● **TASK ITEM**
Reproduce the following lines word for word, with no changes.

Data excerpts:
- Opening Delimiter -

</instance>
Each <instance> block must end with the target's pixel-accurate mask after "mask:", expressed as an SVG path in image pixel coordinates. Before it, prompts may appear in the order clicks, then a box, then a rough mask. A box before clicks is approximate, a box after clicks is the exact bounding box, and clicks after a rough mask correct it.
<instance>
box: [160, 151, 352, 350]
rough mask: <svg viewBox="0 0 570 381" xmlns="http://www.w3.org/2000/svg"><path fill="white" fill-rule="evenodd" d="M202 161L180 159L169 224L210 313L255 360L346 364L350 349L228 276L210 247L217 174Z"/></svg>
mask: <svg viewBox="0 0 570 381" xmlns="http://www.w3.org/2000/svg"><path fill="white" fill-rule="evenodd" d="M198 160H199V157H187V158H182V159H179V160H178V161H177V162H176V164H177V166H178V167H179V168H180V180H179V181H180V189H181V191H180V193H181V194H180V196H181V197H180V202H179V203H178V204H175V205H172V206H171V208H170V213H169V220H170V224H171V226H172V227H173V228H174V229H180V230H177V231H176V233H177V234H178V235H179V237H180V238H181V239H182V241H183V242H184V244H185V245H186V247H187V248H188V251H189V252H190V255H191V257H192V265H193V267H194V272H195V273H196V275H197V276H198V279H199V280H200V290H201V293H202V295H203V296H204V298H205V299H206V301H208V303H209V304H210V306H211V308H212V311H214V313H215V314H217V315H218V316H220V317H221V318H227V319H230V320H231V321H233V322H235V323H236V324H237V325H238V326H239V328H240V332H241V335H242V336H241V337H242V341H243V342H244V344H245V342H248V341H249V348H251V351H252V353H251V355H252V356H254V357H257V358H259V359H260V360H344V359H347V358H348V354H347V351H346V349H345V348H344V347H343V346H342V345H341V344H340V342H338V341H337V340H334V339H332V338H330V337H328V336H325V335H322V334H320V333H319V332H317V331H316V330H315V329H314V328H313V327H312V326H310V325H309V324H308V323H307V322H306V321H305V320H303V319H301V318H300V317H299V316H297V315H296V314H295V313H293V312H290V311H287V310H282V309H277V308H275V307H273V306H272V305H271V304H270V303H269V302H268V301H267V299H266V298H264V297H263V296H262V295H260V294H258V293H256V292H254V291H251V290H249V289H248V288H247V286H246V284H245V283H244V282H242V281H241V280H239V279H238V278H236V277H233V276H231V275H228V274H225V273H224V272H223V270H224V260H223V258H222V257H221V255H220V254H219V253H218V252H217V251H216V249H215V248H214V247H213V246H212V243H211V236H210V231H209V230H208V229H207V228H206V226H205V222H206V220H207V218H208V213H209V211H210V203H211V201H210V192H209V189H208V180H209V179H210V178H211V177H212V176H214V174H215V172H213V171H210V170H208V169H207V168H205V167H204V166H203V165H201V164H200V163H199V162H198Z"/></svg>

- Closing Delimiter -

● **ANSWER AREA**
</instance>
Each <instance> block must end with the target's pixel-accurate mask after "mask:", expressed as an SVG path in image pixel coordinates. Before it, prompts may appear in the order clicks, then a box, then a rough mask. A box before clicks is approximate, a box after clicks is the exact bounding box, and clicks after a rough mask correct it.
<instance>
box: [160, 151, 352, 350]
rough mask: <svg viewBox="0 0 570 381" xmlns="http://www.w3.org/2000/svg"><path fill="white" fill-rule="evenodd" d="M202 161L180 159L169 224L210 313L255 360L346 364L350 349L228 276L210 247L217 174Z"/></svg>
mask: <svg viewBox="0 0 570 381" xmlns="http://www.w3.org/2000/svg"><path fill="white" fill-rule="evenodd" d="M198 160H199V157H187V158H182V159H179V160H178V161H177V162H176V164H177V166H178V167H179V168H180V180H179V181H180V189H181V191H180V193H181V194H180V196H181V197H180V202H179V203H178V204H175V205H172V206H171V208H170V213H169V220H170V224H171V226H172V227H173V228H174V229H180V230H177V231H176V233H177V234H178V235H179V237H180V238H181V239H182V241H183V242H184V244H185V245H186V247H187V248H188V251H189V252H190V255H191V257H192V265H193V267H194V272H195V273H196V275H197V276H198V279H199V280H200V290H201V293H202V295H203V296H204V298H205V299H206V301H208V303H209V304H210V306H211V308H212V311H214V313H215V314H217V315H218V316H220V317H221V318H227V319H230V320H231V321H233V322H235V323H236V324H237V325H238V326H239V328H240V332H241V335H242V336H241V337H242V341H243V342H244V344H245V342H248V341H249V348H251V351H252V353H251V355H252V356H254V357H257V358H259V359H260V360H344V359H347V358H348V354H347V351H346V349H345V348H344V347H343V346H342V345H341V344H340V342H338V341H337V340H334V339H332V338H330V337H328V336H325V335H322V334H320V333H319V332H317V331H316V330H315V329H314V328H313V327H312V326H310V325H309V324H308V323H307V322H306V321H305V320H303V319H301V318H300V317H299V316H297V315H296V314H295V313H293V312H290V311H287V310H282V309H277V308H275V307H273V306H272V305H271V304H270V303H269V302H268V301H267V299H266V298H264V297H263V296H262V295H260V294H258V293H256V292H254V291H251V290H249V289H248V288H247V286H246V284H245V283H244V282H242V281H241V280H239V279H238V278H236V277H233V276H231V275H228V274H225V273H224V272H223V270H224V260H223V258H222V257H221V255H220V254H219V253H218V252H217V251H216V249H215V248H214V247H213V246H212V243H211V236H210V231H209V230H208V229H207V228H206V226H205V222H206V220H207V218H208V213H209V211H210V203H211V201H210V192H209V189H208V180H209V179H210V178H211V177H212V176H214V174H215V172H213V171H210V170H208V169H207V168H205V167H204V166H203V165H201V164H200V163H199V162H198Z"/></svg>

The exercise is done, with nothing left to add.